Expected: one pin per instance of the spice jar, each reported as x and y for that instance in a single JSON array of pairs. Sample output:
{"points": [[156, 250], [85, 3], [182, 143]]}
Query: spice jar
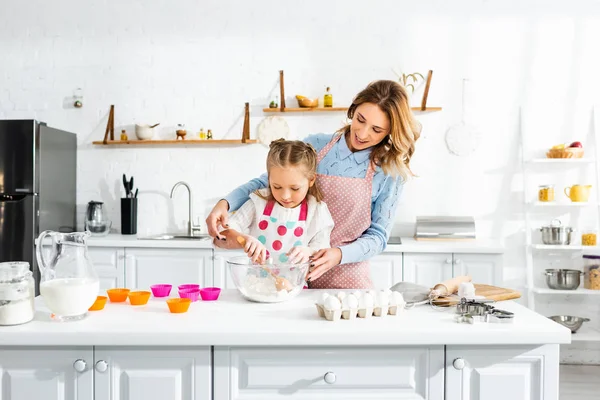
{"points": [[17, 293], [546, 193], [589, 237], [591, 269]]}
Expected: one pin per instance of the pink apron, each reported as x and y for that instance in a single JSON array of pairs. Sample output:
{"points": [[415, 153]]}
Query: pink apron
{"points": [[349, 202], [280, 236]]}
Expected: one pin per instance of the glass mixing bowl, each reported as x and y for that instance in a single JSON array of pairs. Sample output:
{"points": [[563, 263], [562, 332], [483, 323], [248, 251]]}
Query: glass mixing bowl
{"points": [[269, 283]]}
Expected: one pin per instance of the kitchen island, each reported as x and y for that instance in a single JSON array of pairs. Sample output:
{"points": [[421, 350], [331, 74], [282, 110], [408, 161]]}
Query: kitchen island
{"points": [[234, 349]]}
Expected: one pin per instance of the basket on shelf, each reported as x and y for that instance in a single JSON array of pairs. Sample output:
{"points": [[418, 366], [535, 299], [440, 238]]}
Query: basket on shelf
{"points": [[568, 152]]}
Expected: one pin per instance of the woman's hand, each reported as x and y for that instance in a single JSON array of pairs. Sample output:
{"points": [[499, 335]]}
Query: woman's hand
{"points": [[255, 249], [322, 261], [298, 255], [218, 216]]}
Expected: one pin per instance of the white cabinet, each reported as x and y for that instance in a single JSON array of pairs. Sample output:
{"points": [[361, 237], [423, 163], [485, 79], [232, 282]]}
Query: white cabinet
{"points": [[427, 269], [386, 270], [34, 373], [309, 373], [152, 373], [500, 373], [146, 267], [110, 266]]}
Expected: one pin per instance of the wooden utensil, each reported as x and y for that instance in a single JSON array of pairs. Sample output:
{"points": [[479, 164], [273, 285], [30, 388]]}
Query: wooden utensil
{"points": [[280, 282]]}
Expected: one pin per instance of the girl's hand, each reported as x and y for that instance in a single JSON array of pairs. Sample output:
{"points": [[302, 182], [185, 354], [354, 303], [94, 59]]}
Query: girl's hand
{"points": [[298, 255], [255, 249], [218, 216], [322, 261]]}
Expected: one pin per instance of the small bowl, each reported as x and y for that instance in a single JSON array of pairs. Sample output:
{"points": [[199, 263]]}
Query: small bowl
{"points": [[139, 298], [308, 103], [210, 294], [189, 286], [191, 294], [98, 304], [178, 306], [117, 295], [161, 290]]}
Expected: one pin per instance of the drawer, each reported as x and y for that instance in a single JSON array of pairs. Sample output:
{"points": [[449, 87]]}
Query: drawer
{"points": [[331, 373]]}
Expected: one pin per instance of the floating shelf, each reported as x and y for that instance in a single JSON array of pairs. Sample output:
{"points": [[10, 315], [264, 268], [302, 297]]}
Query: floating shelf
{"points": [[562, 160], [417, 110], [580, 291], [206, 142]]}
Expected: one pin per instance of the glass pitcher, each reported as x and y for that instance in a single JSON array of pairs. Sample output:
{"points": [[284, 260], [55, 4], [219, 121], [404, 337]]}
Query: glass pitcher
{"points": [[69, 284]]}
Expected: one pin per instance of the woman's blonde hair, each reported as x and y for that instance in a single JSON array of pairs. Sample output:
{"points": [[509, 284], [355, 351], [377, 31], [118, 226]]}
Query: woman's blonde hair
{"points": [[394, 153], [294, 153]]}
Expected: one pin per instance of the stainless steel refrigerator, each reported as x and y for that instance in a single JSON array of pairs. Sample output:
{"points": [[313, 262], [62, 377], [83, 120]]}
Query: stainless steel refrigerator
{"points": [[37, 186]]}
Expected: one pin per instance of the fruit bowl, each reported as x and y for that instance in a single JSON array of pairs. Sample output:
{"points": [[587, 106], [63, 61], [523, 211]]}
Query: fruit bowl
{"points": [[258, 282]]}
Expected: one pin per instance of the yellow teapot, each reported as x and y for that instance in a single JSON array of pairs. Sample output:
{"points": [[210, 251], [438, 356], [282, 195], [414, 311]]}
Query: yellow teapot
{"points": [[578, 193]]}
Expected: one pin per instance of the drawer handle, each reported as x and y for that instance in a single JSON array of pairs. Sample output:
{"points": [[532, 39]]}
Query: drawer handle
{"points": [[79, 365], [329, 378], [101, 366], [458, 363]]}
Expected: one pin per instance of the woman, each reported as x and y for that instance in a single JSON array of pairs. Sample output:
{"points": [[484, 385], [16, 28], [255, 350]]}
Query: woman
{"points": [[361, 171]]}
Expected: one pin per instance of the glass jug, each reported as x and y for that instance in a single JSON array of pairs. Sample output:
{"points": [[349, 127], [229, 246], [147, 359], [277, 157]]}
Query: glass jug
{"points": [[69, 284]]}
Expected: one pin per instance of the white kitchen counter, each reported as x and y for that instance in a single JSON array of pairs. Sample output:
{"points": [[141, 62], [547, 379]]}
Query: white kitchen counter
{"points": [[233, 321], [409, 245]]}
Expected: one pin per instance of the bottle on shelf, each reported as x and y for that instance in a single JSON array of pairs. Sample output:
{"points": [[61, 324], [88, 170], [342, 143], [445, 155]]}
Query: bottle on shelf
{"points": [[328, 98]]}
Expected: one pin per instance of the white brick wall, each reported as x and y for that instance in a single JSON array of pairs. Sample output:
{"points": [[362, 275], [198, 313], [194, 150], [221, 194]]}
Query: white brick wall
{"points": [[197, 62]]}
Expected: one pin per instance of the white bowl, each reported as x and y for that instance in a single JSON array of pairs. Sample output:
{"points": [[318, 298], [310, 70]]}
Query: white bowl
{"points": [[144, 132]]}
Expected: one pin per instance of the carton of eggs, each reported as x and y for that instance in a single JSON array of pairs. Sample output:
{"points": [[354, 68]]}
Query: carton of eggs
{"points": [[361, 304]]}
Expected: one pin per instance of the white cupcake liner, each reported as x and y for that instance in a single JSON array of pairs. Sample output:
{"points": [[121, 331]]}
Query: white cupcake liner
{"points": [[333, 315], [350, 314], [365, 312]]}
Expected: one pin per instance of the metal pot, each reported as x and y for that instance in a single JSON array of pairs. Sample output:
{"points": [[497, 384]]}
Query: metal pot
{"points": [[556, 234], [563, 279]]}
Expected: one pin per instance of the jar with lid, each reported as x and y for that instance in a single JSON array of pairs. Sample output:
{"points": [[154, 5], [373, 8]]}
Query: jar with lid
{"points": [[591, 269], [589, 237], [546, 193], [17, 293]]}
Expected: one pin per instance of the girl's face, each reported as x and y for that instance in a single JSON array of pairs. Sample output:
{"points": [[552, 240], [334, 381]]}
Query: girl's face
{"points": [[289, 185], [369, 127]]}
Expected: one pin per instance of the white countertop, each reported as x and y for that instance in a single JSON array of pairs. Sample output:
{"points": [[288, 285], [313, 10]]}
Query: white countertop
{"points": [[233, 321], [409, 245]]}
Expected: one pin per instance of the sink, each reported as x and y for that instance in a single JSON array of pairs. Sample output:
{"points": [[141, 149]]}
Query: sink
{"points": [[176, 236]]}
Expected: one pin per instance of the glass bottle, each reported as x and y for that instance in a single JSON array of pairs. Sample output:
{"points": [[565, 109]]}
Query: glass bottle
{"points": [[328, 98]]}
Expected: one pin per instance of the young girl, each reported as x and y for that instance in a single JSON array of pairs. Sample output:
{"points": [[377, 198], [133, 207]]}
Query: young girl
{"points": [[287, 221]]}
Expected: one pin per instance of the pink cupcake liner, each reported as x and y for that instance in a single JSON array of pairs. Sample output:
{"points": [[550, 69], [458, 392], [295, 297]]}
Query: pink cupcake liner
{"points": [[162, 290], [191, 294], [210, 293]]}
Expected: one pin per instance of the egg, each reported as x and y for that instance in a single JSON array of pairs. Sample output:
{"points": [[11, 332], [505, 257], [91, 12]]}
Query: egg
{"points": [[322, 298], [350, 302], [332, 303], [366, 301]]}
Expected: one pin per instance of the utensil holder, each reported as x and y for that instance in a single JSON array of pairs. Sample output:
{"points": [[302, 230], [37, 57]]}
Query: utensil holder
{"points": [[129, 216]]}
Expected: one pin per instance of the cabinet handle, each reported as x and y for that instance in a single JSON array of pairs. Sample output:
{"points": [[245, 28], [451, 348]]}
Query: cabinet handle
{"points": [[79, 365], [458, 363], [329, 378], [101, 366]]}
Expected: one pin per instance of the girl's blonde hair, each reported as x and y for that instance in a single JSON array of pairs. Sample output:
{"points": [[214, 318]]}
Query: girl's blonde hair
{"points": [[394, 153], [294, 153]]}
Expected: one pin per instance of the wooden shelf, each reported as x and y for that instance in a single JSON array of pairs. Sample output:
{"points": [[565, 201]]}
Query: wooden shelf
{"points": [[337, 109], [206, 142]]}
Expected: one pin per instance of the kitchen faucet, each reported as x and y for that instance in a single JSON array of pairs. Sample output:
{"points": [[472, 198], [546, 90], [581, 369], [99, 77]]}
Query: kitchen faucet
{"points": [[191, 227]]}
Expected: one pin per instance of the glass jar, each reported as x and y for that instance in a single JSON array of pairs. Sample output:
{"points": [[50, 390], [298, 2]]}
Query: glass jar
{"points": [[546, 193], [589, 237], [17, 293], [591, 268]]}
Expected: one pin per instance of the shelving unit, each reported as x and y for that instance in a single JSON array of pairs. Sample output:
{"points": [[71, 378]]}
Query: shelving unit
{"points": [[591, 161]]}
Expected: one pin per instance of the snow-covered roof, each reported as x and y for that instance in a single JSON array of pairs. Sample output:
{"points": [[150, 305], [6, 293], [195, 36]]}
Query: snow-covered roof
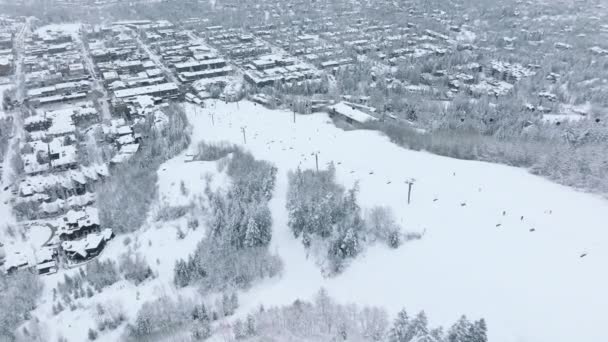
{"points": [[352, 113]]}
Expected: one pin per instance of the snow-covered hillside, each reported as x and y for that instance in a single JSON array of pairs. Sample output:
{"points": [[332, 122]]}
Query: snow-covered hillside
{"points": [[157, 242], [524, 253]]}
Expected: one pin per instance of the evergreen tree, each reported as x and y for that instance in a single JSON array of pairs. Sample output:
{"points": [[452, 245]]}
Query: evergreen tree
{"points": [[252, 234], [401, 328], [461, 331], [250, 328], [239, 330], [181, 272]]}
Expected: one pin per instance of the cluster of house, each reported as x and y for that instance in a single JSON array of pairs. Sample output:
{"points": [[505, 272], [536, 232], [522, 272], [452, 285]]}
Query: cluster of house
{"points": [[54, 69], [126, 69], [8, 29], [56, 192]]}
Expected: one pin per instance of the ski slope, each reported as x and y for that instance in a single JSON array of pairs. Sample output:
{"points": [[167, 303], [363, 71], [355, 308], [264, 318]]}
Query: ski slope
{"points": [[478, 255]]}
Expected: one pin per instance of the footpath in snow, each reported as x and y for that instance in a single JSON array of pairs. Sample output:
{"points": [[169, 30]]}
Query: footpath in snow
{"points": [[498, 242]]}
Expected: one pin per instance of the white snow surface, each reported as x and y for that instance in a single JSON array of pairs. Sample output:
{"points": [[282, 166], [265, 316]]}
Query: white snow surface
{"points": [[156, 242], [530, 286]]}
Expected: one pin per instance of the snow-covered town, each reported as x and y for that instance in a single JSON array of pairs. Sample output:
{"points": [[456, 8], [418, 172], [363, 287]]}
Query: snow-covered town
{"points": [[300, 170]]}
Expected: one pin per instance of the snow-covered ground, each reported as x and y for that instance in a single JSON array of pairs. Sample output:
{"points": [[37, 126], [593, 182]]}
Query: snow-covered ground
{"points": [[498, 242], [156, 242]]}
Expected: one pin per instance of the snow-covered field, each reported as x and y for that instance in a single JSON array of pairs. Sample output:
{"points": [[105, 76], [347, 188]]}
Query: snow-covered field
{"points": [[498, 242], [156, 242]]}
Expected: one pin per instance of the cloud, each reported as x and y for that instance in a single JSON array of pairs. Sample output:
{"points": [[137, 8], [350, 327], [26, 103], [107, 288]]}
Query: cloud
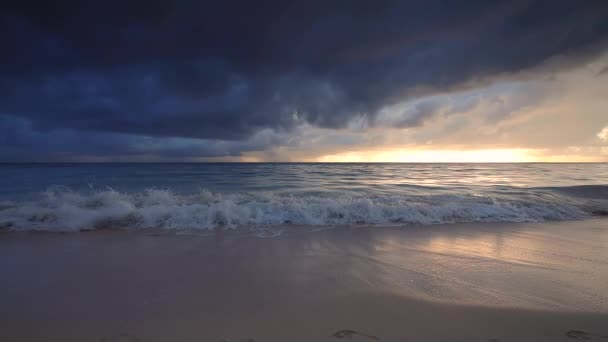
{"points": [[219, 74]]}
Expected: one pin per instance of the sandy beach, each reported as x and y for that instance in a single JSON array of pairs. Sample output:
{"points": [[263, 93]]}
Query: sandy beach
{"points": [[465, 282]]}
________________
• **THE TASK**: Exactly as written, give again every line from the one containing "Expected: one pin per instance of the snow-covered field, each" through the last line of the material, both included, with the pictures left out.

• **COMPLETE ANSWER**:
Expected: one pin per instance of the snow-covered field, each reported as x and y for that instance in a single JSON array of pairs. Sample output:
{"points": [[105, 76], [347, 188]]}
Query: snow-covered field
{"points": [[498, 242], [156, 242]]}
Expected: one pin per instance of the cloud, each reported as x and y for that instance in a single JSON array of pairs. Sample output:
{"points": [[137, 8], [350, 327], [26, 103], [107, 288]]}
Query: cloud
{"points": [[219, 74]]}
Expected: one pin per instance of the sandy beach, each reported as x and y for that instance in a single JSON array of pairs. Sample output:
{"points": [[263, 93]]}
Query: sandy beach
{"points": [[465, 282]]}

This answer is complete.